* [DATA SHOWN]:
╔══
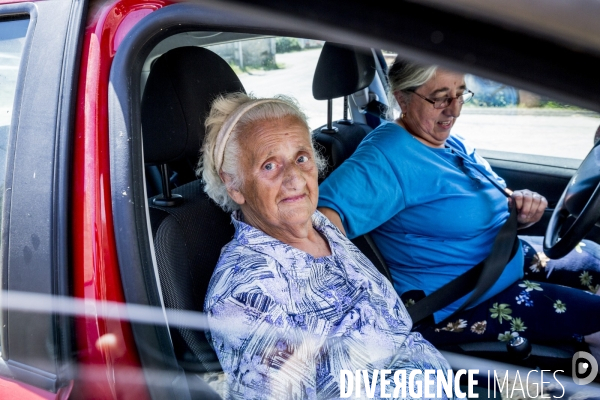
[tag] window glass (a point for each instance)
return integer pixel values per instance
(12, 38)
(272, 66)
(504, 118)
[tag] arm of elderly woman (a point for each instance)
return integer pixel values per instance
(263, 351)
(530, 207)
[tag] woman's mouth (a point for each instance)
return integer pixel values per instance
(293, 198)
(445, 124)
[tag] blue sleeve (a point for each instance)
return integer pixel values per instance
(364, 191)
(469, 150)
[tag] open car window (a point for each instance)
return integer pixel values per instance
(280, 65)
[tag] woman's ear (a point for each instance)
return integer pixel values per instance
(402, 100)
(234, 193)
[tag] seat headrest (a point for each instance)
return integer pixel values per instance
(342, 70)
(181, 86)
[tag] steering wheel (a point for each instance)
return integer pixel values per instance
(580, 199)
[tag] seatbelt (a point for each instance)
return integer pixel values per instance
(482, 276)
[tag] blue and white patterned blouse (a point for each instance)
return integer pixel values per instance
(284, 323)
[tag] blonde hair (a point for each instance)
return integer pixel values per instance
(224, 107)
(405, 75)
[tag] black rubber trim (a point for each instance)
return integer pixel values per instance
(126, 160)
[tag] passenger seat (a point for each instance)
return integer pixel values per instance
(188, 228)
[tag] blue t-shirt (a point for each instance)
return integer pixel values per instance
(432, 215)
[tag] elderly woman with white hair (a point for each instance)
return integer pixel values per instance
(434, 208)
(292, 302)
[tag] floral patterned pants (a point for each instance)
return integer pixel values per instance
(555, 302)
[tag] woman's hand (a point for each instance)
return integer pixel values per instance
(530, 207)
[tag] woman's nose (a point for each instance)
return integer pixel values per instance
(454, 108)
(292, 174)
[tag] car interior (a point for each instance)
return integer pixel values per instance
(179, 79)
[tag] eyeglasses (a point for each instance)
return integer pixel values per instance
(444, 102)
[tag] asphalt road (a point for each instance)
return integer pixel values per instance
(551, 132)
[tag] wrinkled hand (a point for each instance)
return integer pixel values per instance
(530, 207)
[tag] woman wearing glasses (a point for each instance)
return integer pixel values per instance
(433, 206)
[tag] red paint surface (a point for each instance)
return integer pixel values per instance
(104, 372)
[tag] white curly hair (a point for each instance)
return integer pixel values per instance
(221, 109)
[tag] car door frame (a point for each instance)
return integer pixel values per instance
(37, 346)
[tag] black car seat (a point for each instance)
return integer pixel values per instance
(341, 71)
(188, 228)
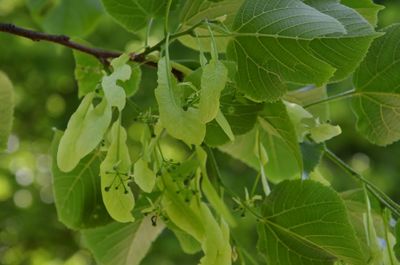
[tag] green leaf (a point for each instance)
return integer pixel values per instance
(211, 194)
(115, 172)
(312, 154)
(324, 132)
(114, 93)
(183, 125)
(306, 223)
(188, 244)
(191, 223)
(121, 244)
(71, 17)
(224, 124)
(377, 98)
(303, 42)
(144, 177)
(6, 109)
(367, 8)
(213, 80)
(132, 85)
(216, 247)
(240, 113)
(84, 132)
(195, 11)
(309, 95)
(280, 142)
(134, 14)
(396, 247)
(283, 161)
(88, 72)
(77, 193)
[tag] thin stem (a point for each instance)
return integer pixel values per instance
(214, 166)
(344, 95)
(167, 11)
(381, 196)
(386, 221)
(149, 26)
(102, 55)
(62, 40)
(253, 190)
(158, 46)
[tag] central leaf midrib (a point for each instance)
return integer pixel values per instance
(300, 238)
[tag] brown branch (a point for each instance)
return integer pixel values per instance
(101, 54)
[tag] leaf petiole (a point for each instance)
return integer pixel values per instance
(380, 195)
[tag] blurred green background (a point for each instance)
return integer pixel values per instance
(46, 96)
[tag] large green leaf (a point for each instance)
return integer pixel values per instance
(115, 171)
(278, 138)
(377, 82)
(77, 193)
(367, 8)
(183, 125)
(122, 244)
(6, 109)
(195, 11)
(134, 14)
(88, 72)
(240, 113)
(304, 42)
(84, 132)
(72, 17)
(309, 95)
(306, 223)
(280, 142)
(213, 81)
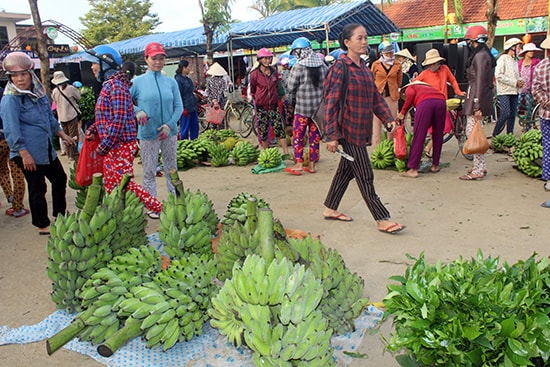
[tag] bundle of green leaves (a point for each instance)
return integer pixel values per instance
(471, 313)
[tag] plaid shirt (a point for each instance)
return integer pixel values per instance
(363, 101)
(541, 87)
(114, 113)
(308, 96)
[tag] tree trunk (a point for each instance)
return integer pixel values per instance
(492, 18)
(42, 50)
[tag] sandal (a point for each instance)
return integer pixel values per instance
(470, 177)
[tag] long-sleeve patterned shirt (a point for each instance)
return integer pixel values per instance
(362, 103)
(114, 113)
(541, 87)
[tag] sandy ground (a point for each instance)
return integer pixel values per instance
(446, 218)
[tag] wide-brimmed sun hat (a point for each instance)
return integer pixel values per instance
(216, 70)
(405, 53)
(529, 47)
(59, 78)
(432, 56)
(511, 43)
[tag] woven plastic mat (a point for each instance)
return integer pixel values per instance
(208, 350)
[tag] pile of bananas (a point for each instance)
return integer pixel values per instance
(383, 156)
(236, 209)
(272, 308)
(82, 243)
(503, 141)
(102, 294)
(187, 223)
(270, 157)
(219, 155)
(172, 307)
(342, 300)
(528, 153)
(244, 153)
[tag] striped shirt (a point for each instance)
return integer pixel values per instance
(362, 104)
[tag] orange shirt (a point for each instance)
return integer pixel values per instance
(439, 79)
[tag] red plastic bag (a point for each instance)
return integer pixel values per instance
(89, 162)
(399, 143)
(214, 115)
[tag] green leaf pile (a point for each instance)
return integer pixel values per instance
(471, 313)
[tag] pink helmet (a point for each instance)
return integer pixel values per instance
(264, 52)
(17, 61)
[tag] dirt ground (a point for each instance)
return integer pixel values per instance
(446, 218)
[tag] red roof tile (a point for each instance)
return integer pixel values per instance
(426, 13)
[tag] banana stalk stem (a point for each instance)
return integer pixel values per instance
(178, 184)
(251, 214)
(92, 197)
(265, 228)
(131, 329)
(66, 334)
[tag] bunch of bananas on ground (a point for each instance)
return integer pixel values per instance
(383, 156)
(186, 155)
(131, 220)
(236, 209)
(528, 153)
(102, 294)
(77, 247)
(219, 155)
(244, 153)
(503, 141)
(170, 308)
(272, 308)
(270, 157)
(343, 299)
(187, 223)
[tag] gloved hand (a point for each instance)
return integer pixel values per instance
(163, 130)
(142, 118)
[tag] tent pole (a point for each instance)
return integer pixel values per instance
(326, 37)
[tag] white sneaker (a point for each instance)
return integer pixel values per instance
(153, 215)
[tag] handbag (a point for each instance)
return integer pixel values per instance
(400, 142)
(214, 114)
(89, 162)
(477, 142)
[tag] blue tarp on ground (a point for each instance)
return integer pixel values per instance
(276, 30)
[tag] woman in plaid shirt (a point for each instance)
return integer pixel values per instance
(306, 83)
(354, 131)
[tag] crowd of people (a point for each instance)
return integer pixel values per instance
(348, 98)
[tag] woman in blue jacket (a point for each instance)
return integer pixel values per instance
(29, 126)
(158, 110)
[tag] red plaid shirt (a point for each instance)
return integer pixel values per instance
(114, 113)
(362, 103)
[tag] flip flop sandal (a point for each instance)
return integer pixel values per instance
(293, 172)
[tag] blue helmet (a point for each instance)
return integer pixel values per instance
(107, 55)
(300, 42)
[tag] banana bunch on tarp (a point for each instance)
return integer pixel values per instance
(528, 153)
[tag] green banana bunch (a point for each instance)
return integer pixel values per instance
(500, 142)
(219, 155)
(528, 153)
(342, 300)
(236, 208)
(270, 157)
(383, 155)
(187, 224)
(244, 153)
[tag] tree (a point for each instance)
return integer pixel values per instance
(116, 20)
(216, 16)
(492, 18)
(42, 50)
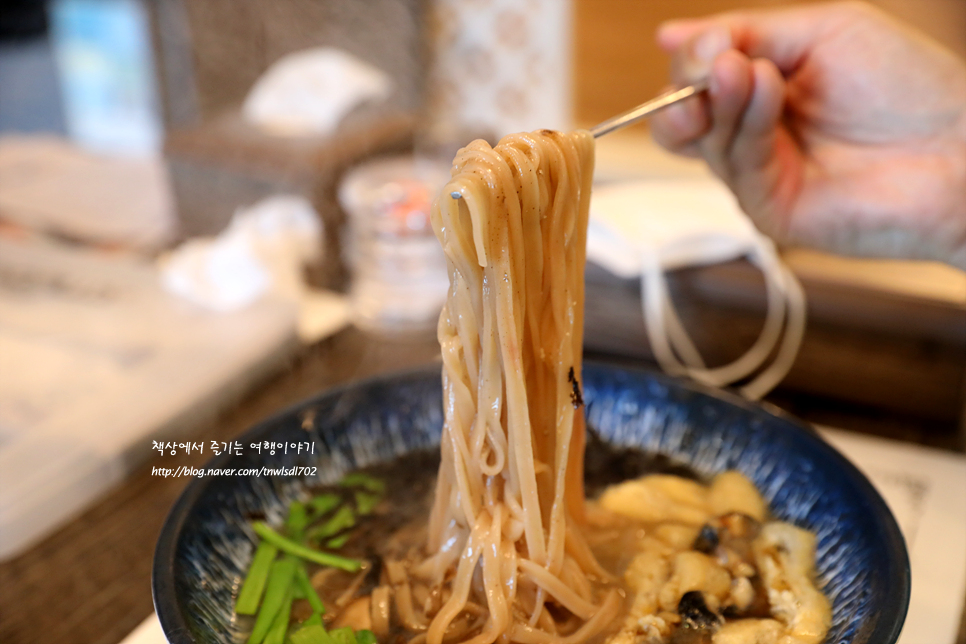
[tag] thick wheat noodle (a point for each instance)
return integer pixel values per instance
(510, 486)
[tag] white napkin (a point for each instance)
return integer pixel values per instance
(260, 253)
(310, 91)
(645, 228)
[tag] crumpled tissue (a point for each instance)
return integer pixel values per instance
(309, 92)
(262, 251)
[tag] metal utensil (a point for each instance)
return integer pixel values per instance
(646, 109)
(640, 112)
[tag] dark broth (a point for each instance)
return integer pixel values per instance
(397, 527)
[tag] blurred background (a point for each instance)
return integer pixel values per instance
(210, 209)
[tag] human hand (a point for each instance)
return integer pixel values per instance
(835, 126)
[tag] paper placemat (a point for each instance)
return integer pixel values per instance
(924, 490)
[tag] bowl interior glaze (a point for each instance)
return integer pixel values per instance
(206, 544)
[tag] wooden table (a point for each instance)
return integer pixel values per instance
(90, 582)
╚══
Leave out every picture, and repeat word for word only the lines from the one holding "[tag] green banana" through the end of the entries above, both ends included.

[tag] green banana bunch (a point for each instance)
return integer pixel values per instance
(500, 142)
(219, 155)
(528, 153)
(342, 300)
(236, 208)
(270, 157)
(383, 155)
(187, 224)
(244, 153)
[tag] tree (a point for each instance)
return integer pixel values per instance
(116, 20)
(216, 16)
(492, 18)
(42, 50)
[tag] thick wheat noodle (a point for each instance)
return integer pixel values per instance
(510, 486)
[tag] white napkin (a point for each instance)
return integer pixel values per instance
(260, 253)
(310, 91)
(645, 228)
[tag] crumpled tissue (a point for each instance)
return integer pixel values per instance
(309, 92)
(262, 251)
[tag] metal utensil (a point for each instance)
return integer pixel values per instance
(646, 109)
(640, 112)
[tag] dark broth (a point for each instance)
return integer pixel values per instance
(397, 527)
[tag] blurred background (a point for each instance)
return integer pixel values per instance
(210, 209)
[tag] human hand (a point for each instance)
return integer pixel values per instance
(835, 126)
[tag] paper placemat (a point for each instance)
return integer pixel values per instance
(924, 490)
[tag] bowl interior glaze (a point for each instance)
return integer pixel values per instance
(206, 544)
[tag] wooden table (a point for each instance)
return integer pixel values per instance
(90, 582)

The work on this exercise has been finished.